The problem |
Can you swap "indicate" for "mark" everywhere in the records below and give them back with nothing else changed?

Task data |
┏━━

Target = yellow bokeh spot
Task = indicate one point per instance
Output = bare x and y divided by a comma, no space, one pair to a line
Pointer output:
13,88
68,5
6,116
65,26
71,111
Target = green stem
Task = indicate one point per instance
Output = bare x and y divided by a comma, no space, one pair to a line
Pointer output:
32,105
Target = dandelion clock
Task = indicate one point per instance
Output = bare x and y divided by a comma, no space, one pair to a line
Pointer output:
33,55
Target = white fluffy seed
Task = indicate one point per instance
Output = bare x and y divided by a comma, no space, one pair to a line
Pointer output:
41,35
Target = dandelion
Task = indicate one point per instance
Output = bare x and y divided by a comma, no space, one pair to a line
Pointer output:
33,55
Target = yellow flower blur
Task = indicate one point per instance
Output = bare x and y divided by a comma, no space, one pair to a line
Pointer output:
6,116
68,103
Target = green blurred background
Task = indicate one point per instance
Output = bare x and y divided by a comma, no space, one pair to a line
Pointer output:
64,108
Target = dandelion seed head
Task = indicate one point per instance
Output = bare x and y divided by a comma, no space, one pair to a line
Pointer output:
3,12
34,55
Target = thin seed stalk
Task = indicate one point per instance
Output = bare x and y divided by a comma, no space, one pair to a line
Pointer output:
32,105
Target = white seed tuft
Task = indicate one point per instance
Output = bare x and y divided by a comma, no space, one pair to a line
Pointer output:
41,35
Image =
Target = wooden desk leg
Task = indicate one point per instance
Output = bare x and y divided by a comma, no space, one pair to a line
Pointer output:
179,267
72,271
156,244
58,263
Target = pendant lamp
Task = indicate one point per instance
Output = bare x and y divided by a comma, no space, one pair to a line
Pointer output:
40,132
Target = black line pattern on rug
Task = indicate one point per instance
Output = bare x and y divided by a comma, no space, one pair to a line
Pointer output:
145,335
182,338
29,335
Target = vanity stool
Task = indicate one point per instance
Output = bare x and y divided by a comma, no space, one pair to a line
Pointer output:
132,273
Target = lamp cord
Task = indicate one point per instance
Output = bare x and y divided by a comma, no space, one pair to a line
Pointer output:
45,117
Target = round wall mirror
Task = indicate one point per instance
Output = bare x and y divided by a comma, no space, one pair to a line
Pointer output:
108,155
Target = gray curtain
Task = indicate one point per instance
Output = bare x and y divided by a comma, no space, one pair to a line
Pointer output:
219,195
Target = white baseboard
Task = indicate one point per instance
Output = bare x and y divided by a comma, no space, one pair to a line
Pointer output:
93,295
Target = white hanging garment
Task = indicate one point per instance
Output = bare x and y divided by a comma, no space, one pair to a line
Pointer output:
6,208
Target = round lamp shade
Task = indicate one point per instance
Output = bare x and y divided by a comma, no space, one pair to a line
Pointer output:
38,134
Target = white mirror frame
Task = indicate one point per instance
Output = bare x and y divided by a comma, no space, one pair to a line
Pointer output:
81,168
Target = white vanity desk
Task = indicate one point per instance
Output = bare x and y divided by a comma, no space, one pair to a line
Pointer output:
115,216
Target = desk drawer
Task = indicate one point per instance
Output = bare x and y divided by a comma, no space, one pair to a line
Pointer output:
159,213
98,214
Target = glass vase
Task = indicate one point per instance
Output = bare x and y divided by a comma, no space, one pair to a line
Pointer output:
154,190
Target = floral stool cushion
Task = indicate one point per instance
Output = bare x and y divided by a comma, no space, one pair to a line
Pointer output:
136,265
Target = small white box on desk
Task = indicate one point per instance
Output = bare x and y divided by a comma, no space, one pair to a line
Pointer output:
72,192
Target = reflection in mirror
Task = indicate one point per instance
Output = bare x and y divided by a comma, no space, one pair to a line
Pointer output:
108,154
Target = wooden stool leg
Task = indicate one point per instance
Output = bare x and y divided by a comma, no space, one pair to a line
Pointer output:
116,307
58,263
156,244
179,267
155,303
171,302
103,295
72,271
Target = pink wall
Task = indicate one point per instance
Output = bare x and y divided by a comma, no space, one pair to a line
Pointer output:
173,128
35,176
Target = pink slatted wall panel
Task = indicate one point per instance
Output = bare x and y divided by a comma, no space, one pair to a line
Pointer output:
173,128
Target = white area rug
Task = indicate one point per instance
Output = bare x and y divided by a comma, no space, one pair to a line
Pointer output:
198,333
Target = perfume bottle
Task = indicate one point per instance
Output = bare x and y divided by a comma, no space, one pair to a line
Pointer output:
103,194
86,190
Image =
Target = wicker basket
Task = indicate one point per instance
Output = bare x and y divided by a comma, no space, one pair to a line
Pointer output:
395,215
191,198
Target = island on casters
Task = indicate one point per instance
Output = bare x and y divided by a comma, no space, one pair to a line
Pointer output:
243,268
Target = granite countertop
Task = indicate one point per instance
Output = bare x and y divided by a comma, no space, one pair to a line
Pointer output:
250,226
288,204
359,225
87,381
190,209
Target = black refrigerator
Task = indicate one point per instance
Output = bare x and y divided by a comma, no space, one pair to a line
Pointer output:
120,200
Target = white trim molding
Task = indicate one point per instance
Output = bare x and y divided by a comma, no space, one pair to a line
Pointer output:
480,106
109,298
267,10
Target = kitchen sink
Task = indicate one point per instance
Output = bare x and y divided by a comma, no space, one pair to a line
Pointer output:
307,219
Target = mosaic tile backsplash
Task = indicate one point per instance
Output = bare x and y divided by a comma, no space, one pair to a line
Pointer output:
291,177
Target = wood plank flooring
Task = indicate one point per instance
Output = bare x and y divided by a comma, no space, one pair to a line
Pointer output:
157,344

┗━━

Answer below |
Target = yellow bokeh spot
Task = mark one point per instance
Output = bare x and y divided by a comma, no space, one pair to a line
Pointer output:
13,88
68,5
6,116
65,26
71,111
Target = green stem
Task = mark one point per instance
Output = bare x and y divided by a comma, no space, one pair to a line
Pointer output:
32,105
Target = dandelion clock
Task = mark one point per instance
Output = bare x and y divided by a comma, no space, one pair to a line
Pointer output:
33,55
Target = white fluffy seed
Task = mark one point per instance
Output = bare x and y divided by a comma, no space, one pair to a line
Pointer output:
41,35
Target = dandelion
Task = mark one point per instance
Output = bare x and y divided by a comma, no space, one pair to a line
Pointer output:
33,55
Target = yellow flower blur
Task = mark one point per instance
Output = bare x and y divided by a comma, no space, one pair to a line
Pointer output:
6,116
68,103
Target = green blurred background
Task = mark one point per instance
Output = bare x and y divided by a comma, no space, one pair to a line
Pointer output:
64,108
Target = dandelion seed head
Task = mark one point per instance
Output = bare x and y divided by a comma, no space, one pair to a line
Pointer output:
3,12
34,55
Target = thin seed stalk
Task = mark one point per instance
Output = bare x and y divided by a comma, no space, one pair to a line
Pointer output:
32,105
Target = white seed tuft
Task = mark one point per instance
Output = bare x and y divided by a comma, no space, one pair to a line
Pointer output:
41,35
Image =
Target = wooden desk leg
Task = mark one point per instance
Output = bare x and y divided by a comma, no space, one pair to a line
Pointer output:
179,267
72,271
156,244
58,263
Target = pendant lamp
Task = mark one point per instance
Output = bare x and y divided by a comma, no space, one pair to a line
Pointer output:
40,132
Target = black line pattern on rug
Task = mark one point per instance
Output = bare x and y divided by a comma, no space, one pair to a line
Pointer output:
145,335
182,338
29,335
Target = vanity stool
Task = mark one point per instance
Output = bare x and y divided by a comma, no space, one pair to a line
Pointer output:
132,273
Target = lamp cord
Task = mark one point per instance
Output = bare x and y divided by a comma, no space, one pair to a line
Pointer output:
45,117
Target = round wall mirror
Task = mark one point per instance
Output = bare x and y divided by a comma, no space, one pair to a line
Pointer output:
108,155
Target = gray curtain
Task = mark one point per instance
Output = bare x and y divided by a comma, no space, one pair to a line
Pointer output:
219,195
Target = white baseboard
Task = mark one point per instance
Output = bare x and y divided by a comma, no space, one pair to a line
Pointer output:
93,295
Target = white hanging garment
Task = mark one point per instance
Output = bare x and y divided by a comma, no space, one pair to a line
Pointer output:
6,208
Target = round lamp shade
Task = mark one point per instance
Output = bare x and y divided by a comma, no space, one pair to a line
Pointer output:
38,134
Target = white mirror frame
Task = mark one point per instance
Output = bare x and y divided by a comma, no space, one pair to a line
Pointer output:
81,168
Target = white vanity desk
Task = mark one point per instance
Output = bare x and y divided by a comma, no space, one pair to a line
Pointer output:
115,216
Target = desk drawer
Task = mark one point per instance
Output = bare x and y divided by a comma, no space, one pair to a line
Pointer output:
159,213
98,214
Target = glass vase
Task = mark one point per instance
Output = bare x and y divided by a comma, no space, one pair to a line
Pointer output:
154,190
Target = floral stool cushion
Task = mark one point per instance
Output = bare x and y divided by a comma, no space, one pair to a line
Pointer output:
136,265
Target = small white box on desk
Task = mark one point per instance
Output = bare x and y divided by a comma, no space, one pair to a line
Pointer output:
72,192
Target = reflection in mirror
Task = mark one point per instance
Output = bare x and y divided by a comma, no space, one pair to a line
Pointer output:
108,154
Target = wooden stool leg
Task = mark one point per instance
Output = bare x and y divided by a comma, no space, one pair to a line
Pointer output:
116,307
58,263
156,244
179,267
155,303
171,302
103,295
72,271
Target = pink wall
Task = mark one point per instance
Output = bare x and y divided by a comma, no space, one pair to a line
Pointer output:
173,128
35,176
Target = pink slatted wall panel
Task = mark one point per instance
Output = bare x and y divided by a comma, no space, one pair to a line
Pointer output:
173,128
Target = white area rug
Task = mark one point per instance
Output = bare x and y divided by a comma, no space, one pair to a line
Pointer output:
198,333
Target = perfume bottle
Task = mark one point per instance
Output = bare x and y divided by a comma, no space, one pair to a line
Pointer output:
103,194
86,190
Image =
Target = wicker basket
Task = mark one point per instance
Output = bare x and y divided by a comma, no space, one pair to a line
Pointer output:
395,215
191,198
Target = island on casters
Task = mark one point per instance
Output = bare x and y divided by a comma, no space, one pair to a line
Pointer output:
243,268
Target = granite countertop
Task = mark one point per instance
Output = bare x and y divided by a comma, no space, one pair to a line
Pointer output:
250,226
288,204
359,225
87,381
190,209
Target = black refrigerator
Task = mark one point per instance
Output = bare x and y divided by a comma, no space, one pair to a line
Pointer output:
120,200
Target = white trim molding
Task = mark one point per instance
Output = bare x and y divided by a comma, no space, one pair to a line
Pointer output:
480,106
109,298
267,10
Target = kitchen sink
Task = mark one point per instance
Output = bare x and y divided by a comma, no space, one pair to a line
Pointer output:
307,219
Target = mosaic tile backsplash
Task = mark one point per instance
Output = bare x and y divided by a comma, no space, one pair to a line
Pointer output:
291,177
Target = wood plank flooring
Task = mark one point per instance
Output = bare x and y divided by a comma, no space, one pair to a line
Pointer output:
157,344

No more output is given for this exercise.